**OBJECTIVE**: Copy the records below word for word, from the line containing "task: segment the work glove" through the end of the records.

**DATA SUPPLIED**:
+++
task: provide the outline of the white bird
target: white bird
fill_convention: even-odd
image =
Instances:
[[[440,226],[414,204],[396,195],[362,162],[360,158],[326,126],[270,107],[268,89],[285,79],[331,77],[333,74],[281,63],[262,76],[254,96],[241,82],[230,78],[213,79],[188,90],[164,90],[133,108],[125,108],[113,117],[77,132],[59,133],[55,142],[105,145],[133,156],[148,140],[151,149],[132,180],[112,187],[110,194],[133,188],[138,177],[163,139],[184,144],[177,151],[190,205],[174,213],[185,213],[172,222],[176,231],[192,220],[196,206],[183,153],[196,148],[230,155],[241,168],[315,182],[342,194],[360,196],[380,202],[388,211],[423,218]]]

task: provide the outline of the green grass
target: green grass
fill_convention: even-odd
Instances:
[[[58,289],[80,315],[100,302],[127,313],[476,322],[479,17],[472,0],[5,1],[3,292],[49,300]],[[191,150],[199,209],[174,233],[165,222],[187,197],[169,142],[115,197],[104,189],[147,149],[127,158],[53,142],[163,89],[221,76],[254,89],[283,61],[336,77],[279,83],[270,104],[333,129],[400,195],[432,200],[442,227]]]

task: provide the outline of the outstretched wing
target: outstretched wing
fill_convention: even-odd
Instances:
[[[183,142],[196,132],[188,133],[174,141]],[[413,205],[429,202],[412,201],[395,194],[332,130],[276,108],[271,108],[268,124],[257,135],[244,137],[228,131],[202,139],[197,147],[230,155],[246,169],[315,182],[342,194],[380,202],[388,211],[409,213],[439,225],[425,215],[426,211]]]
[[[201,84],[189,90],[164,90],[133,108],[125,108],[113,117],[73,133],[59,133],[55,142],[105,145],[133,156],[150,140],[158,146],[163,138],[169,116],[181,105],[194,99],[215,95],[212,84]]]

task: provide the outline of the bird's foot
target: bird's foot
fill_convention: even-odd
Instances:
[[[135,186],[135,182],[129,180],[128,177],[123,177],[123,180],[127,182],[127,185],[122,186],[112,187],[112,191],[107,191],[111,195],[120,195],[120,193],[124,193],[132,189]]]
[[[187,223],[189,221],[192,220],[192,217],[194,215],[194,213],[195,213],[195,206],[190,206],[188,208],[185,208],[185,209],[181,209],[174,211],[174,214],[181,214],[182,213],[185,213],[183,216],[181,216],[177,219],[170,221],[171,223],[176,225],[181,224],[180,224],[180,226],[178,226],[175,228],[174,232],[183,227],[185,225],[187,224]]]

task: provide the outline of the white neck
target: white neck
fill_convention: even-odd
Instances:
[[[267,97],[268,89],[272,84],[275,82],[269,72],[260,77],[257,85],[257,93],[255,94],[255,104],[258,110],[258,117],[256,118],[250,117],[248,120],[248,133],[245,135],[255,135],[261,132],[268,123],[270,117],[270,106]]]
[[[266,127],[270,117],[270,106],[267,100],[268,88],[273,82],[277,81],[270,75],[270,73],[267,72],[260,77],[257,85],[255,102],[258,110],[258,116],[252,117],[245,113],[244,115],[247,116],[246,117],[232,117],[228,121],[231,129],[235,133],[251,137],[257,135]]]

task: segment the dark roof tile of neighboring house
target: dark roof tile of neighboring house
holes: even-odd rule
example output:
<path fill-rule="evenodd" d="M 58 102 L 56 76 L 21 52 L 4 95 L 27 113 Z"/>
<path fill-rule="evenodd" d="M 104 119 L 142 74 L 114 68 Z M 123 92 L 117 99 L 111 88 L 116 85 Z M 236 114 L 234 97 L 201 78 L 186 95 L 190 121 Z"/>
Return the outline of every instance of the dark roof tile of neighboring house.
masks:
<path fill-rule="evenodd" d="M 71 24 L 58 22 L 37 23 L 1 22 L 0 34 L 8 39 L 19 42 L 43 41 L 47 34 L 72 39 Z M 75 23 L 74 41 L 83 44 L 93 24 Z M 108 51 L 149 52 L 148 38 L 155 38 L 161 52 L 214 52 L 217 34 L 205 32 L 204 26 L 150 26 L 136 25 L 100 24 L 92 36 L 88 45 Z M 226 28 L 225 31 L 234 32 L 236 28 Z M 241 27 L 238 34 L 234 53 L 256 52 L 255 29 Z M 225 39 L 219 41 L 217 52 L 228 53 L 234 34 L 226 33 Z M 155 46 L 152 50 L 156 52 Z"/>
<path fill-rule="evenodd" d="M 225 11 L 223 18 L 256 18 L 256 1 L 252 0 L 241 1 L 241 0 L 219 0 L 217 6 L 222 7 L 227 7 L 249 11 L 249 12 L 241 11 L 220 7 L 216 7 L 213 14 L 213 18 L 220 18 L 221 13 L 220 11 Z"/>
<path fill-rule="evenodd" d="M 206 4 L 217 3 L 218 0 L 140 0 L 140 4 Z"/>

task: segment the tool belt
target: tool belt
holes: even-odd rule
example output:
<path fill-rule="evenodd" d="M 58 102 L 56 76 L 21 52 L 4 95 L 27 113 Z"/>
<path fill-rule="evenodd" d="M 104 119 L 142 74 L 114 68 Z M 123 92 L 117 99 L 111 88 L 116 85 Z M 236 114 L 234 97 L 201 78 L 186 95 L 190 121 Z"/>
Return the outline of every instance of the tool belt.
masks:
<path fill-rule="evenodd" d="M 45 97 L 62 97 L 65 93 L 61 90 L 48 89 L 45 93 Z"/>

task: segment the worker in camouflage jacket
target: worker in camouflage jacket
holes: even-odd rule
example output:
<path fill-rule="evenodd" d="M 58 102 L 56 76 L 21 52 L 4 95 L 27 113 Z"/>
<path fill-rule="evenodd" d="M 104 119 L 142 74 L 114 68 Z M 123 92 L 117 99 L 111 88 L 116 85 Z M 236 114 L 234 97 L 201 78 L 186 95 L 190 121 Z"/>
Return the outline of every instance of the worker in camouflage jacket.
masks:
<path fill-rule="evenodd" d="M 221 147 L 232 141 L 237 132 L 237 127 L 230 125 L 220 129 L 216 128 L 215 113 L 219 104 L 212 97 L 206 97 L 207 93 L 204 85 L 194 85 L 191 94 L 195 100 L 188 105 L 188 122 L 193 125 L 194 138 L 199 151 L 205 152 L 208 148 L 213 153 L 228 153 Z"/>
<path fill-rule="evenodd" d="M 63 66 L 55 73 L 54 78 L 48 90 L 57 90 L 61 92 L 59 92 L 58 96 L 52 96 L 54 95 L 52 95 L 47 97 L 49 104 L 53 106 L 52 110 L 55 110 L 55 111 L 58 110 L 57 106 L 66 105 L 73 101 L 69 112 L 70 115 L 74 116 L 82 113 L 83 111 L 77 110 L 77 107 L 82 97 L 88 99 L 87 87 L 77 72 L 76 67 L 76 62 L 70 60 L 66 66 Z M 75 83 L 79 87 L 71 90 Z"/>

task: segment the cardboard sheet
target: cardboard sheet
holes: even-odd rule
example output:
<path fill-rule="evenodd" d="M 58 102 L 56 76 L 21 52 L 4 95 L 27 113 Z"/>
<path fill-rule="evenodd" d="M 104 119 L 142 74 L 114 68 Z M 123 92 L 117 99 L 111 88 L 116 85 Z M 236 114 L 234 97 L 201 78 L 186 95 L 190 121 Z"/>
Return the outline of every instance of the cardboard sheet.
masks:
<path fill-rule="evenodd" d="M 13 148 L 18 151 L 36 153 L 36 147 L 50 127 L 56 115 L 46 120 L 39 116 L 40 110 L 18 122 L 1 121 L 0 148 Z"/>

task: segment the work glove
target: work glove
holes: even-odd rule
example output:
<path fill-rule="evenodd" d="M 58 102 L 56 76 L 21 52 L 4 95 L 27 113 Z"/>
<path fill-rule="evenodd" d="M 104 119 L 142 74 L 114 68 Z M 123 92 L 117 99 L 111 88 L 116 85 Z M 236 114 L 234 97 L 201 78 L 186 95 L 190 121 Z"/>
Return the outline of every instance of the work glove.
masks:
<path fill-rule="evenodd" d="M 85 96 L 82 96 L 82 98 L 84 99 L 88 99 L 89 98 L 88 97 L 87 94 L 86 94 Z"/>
+++
**TASK RESULT**:
task: segment the work glove
target: work glove
holes: even-odd rule
example output:
<path fill-rule="evenodd" d="M 58 102 L 56 76 L 21 52 L 4 95 L 27 113 Z"/>
<path fill-rule="evenodd" d="M 104 119 L 142 74 L 114 68 Z M 123 92 L 117 99 L 111 88 L 116 85 Z M 236 114 L 234 97 L 201 78 L 186 95 L 190 121 Z"/>
Return the outline of every instance of the work glove.
masks:
<path fill-rule="evenodd" d="M 85 96 L 82 96 L 82 98 L 84 99 L 88 99 L 89 98 L 88 97 L 87 94 L 86 94 Z"/>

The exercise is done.